* Action item: Give back the entries exactly as they read, leaving each image out.

Given entries Start Marker

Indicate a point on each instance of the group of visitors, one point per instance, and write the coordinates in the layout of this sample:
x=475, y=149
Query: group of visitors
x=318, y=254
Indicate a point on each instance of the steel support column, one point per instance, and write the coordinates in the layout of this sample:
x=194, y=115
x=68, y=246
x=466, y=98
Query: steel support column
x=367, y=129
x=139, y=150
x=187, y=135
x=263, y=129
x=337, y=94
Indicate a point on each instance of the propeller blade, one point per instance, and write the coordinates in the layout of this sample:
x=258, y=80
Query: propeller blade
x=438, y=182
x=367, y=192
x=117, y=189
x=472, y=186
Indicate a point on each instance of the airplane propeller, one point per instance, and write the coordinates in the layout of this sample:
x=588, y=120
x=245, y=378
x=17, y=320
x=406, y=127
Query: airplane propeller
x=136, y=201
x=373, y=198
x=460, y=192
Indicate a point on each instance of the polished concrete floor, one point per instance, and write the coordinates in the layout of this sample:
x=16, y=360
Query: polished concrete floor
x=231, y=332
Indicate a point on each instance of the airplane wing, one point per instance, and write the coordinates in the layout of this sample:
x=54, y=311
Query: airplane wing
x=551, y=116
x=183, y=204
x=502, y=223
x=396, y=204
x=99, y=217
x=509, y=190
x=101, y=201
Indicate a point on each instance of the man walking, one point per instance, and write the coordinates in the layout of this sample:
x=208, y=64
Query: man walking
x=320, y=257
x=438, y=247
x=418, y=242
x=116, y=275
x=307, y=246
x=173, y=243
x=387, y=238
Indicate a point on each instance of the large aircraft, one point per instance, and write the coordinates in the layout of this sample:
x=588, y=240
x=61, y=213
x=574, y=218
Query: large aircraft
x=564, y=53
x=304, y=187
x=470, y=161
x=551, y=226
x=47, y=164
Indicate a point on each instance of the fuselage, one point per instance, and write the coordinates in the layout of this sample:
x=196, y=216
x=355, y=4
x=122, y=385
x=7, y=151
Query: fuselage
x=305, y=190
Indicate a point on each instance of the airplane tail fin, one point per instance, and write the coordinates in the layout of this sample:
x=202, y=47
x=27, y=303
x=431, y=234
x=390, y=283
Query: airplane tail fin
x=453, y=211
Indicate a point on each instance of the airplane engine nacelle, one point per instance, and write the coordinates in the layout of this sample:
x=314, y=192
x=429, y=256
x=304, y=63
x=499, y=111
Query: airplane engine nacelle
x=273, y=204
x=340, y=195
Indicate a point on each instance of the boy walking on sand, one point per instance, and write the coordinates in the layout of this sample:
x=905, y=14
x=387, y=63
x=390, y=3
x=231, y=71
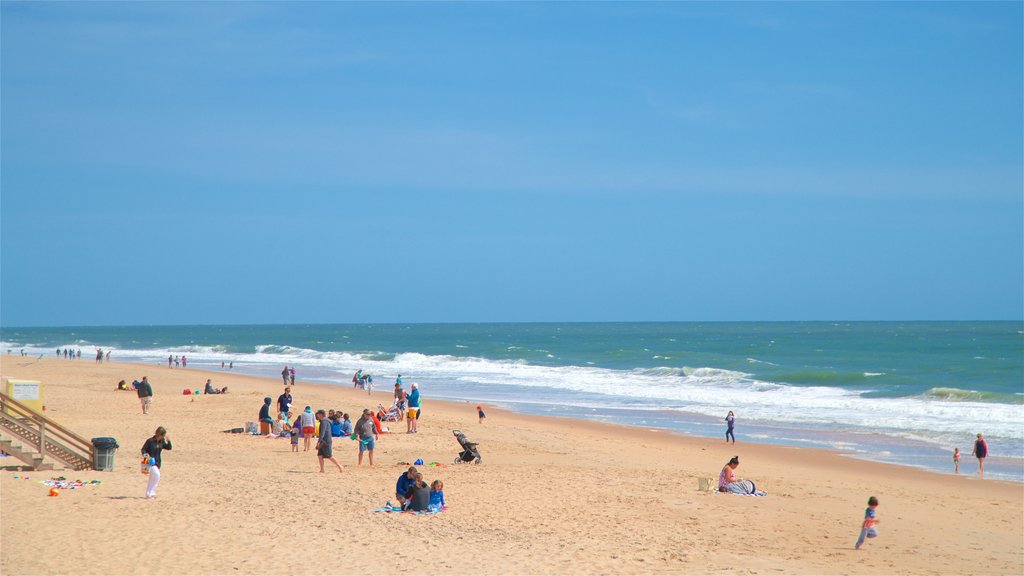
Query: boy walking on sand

Given entries End Marker

* Exercise output:
Indicate a point on each instance of the group of visitors, one point per instance, and write the coordinates in the layout of this sample:
x=475, y=149
Query: group of visitors
x=318, y=254
Indicate a point on each instance of the steel support column, one point per instance, and write the coordinates in the layout of this sample:
x=194, y=115
x=68, y=246
x=466, y=98
Query: steel support column
x=367, y=129
x=139, y=150
x=187, y=135
x=263, y=129
x=337, y=94
Indicate a point on each instance of the propeller blade, one point per instance, and write the coordinates in the layout of this sample:
x=258, y=80
Query: propeller blade
x=438, y=182
x=367, y=192
x=117, y=189
x=472, y=186
Indicate a point on each instance of the airplane propeller, one point per instance, and write the coordinates in the layout of this sample:
x=588, y=120
x=245, y=378
x=17, y=320
x=406, y=127
Query: airplane propeller
x=136, y=201
x=373, y=198
x=460, y=192
Indicate a point on each instance of the polished concrete floor, one point per instance, and write the coordinates in the layout of this sample:
x=16, y=360
Query: polished concrete floor
x=231, y=332
Indicate a point on each instance of the airplane wing, one point per instance, and write the coordinates in the layout of this sample:
x=54, y=311
Query: airplane wing
x=551, y=116
x=183, y=204
x=502, y=223
x=396, y=204
x=99, y=217
x=509, y=190
x=101, y=201
Indicate a point on each instance of the man walking, one point per instance, and write the coordinates in the layout of this sample:
x=208, y=64
Query: man walking
x=320, y=257
x=438, y=247
x=418, y=242
x=116, y=275
x=307, y=246
x=173, y=243
x=387, y=238
Indicate a point on each instance of the large aircraft, one point per instance, and write the coordinates in the layout of this sample:
x=588, y=240
x=61, y=213
x=574, y=218
Query: large aircraft
x=564, y=53
x=304, y=187
x=470, y=161
x=551, y=226
x=47, y=164
Indicate a point on each instance of the fuselage, one point per instance, and write the coordinates in the layout of this sample:
x=196, y=216
x=355, y=4
x=122, y=385
x=7, y=151
Query: fuselage
x=305, y=190
Indicate a point on each instance of the airplane tail fin, one point per instance, and write the coordinates in the layout of this sample:
x=202, y=47
x=27, y=303
x=431, y=234
x=390, y=283
Query: airplane tail fin
x=453, y=211
Indicate a point on each instance of the airplane engine nacelle, one point per instance, and write the coordinates in the layout of this sample:
x=314, y=192
x=429, y=256
x=304, y=63
x=499, y=111
Query: airplane engine nacelle
x=273, y=204
x=340, y=195
Indicate a point on each instance of the boy walking on sand, one point per instance, and write the coordinates in the layout of this sample:
x=905, y=14
x=387, y=63
x=390, y=3
x=231, y=71
Query: boy walking on sand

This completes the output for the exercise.